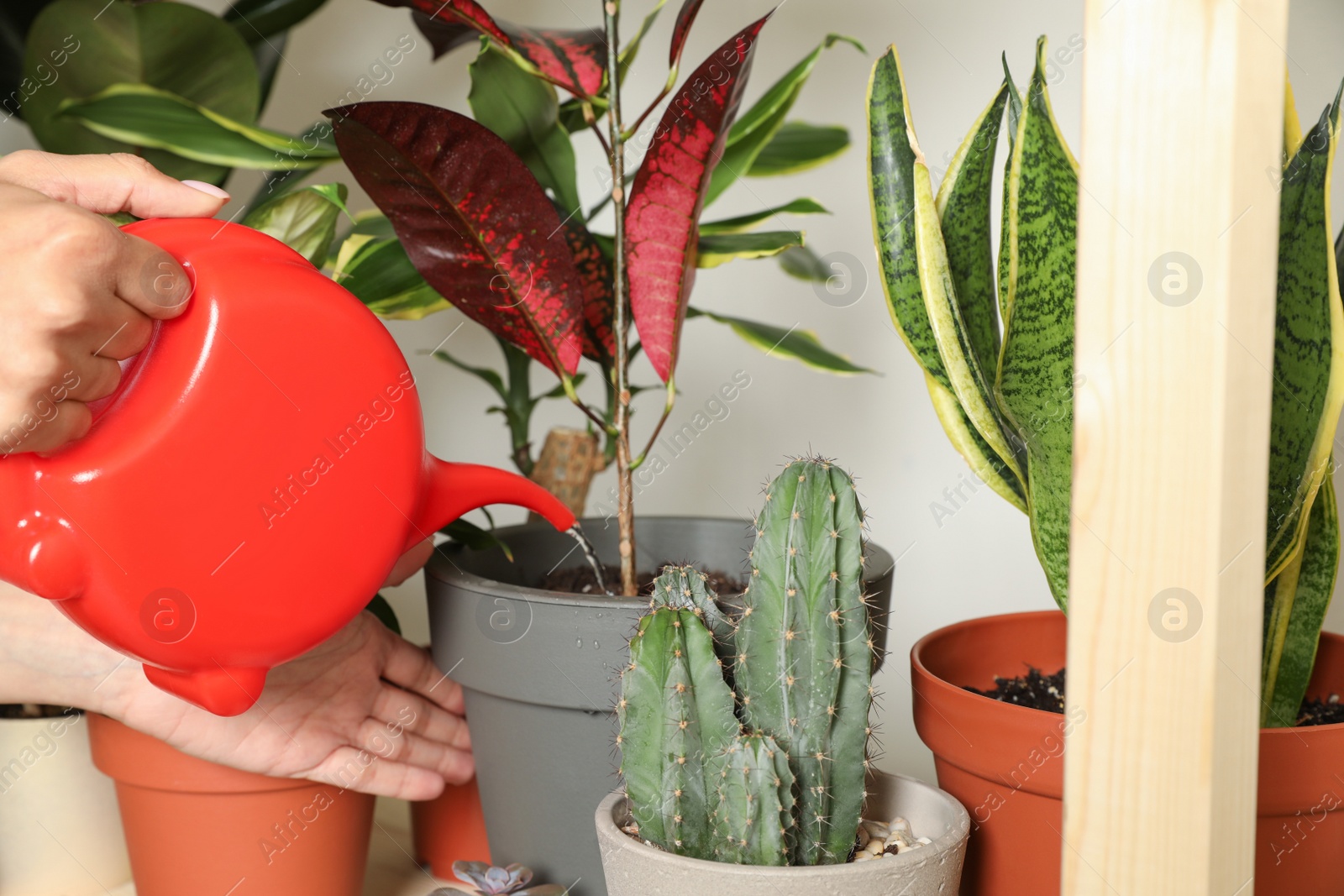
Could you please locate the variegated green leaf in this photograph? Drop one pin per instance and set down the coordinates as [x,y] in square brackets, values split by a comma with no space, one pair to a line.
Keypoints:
[1296,604]
[918,284]
[1037,363]
[1308,343]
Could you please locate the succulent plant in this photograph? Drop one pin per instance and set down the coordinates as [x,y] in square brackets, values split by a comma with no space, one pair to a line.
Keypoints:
[769,772]
[491,880]
[996,347]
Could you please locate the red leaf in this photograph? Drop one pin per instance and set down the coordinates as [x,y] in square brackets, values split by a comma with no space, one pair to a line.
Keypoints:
[685,19]
[472,217]
[598,296]
[669,195]
[571,60]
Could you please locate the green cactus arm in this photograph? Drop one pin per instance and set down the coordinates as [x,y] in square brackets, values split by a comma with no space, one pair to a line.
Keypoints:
[1308,390]
[754,817]
[675,708]
[1035,379]
[1297,600]
[918,286]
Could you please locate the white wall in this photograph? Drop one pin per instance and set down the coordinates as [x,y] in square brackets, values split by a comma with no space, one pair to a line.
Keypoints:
[974,563]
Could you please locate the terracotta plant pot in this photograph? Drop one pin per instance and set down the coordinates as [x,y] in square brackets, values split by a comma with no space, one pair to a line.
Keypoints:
[636,869]
[449,829]
[60,831]
[1005,763]
[198,828]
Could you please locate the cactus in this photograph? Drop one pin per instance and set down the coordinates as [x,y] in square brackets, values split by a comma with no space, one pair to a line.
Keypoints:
[696,782]
[753,819]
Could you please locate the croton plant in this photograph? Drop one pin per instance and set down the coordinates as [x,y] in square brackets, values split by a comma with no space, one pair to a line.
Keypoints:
[996,343]
[477,212]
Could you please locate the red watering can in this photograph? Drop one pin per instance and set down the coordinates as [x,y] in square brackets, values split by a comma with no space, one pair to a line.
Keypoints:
[250,484]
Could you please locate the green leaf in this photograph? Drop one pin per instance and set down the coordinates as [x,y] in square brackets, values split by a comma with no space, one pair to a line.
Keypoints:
[917,285]
[723,248]
[260,19]
[306,219]
[1035,382]
[1308,390]
[748,222]
[150,117]
[1296,602]
[523,110]
[799,344]
[754,129]
[171,46]
[797,147]
[381,275]
[475,537]
[383,610]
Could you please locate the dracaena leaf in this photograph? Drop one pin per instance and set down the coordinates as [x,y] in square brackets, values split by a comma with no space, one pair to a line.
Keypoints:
[1308,389]
[575,60]
[1296,604]
[682,29]
[669,195]
[472,217]
[1035,382]
[914,271]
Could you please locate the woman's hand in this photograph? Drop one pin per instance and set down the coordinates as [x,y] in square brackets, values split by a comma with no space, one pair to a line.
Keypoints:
[77,295]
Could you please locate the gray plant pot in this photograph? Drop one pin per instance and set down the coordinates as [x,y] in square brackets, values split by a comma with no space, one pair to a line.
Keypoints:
[539,671]
[636,869]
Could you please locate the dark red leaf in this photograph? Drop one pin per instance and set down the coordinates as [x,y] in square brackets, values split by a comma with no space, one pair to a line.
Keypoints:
[685,19]
[472,217]
[598,295]
[571,60]
[669,195]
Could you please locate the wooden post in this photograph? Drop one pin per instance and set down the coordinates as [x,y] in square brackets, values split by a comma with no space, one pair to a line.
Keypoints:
[1183,109]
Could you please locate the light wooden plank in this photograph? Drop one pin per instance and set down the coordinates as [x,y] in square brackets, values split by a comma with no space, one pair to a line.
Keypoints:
[1182,129]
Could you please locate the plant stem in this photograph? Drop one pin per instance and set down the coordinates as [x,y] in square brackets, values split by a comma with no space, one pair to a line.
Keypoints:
[625,484]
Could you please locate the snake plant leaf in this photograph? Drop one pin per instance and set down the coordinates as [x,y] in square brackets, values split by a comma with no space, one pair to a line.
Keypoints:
[1014,118]
[171,46]
[1037,363]
[523,110]
[1296,602]
[575,60]
[723,248]
[380,275]
[797,147]
[306,219]
[145,116]
[746,222]
[964,208]
[764,120]
[1308,390]
[918,285]
[669,192]
[800,344]
[474,221]
[260,19]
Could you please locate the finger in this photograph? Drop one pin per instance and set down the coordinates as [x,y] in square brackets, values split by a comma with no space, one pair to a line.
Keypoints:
[49,430]
[412,669]
[150,280]
[112,183]
[403,711]
[410,562]
[365,773]
[410,748]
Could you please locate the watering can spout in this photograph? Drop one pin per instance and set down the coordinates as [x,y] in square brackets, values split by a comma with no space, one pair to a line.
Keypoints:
[457,488]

= = = =

-- Aim of the exercise --
Search the data for the string "green" and copy each line where it appears.

-- Solved exercise --
Could you please locate the variegated green leaf in this photograph? Drop one pin per instance and set down the coordinates as [x,y] in square brackets, values split by a comma with no space, one pair to a line.
Could you please locate the green cactus arm in this photograph? Drop one pin per instance and set down the coordinates as [x,y] in square brackets, values split by a comma with no space, one pair to a line.
Could you please locate the green leaf in this photograph? Drop one pin per instance and set down the coordinates as [x,y] in square brackets, values split by a comma with no space, one pair to a line.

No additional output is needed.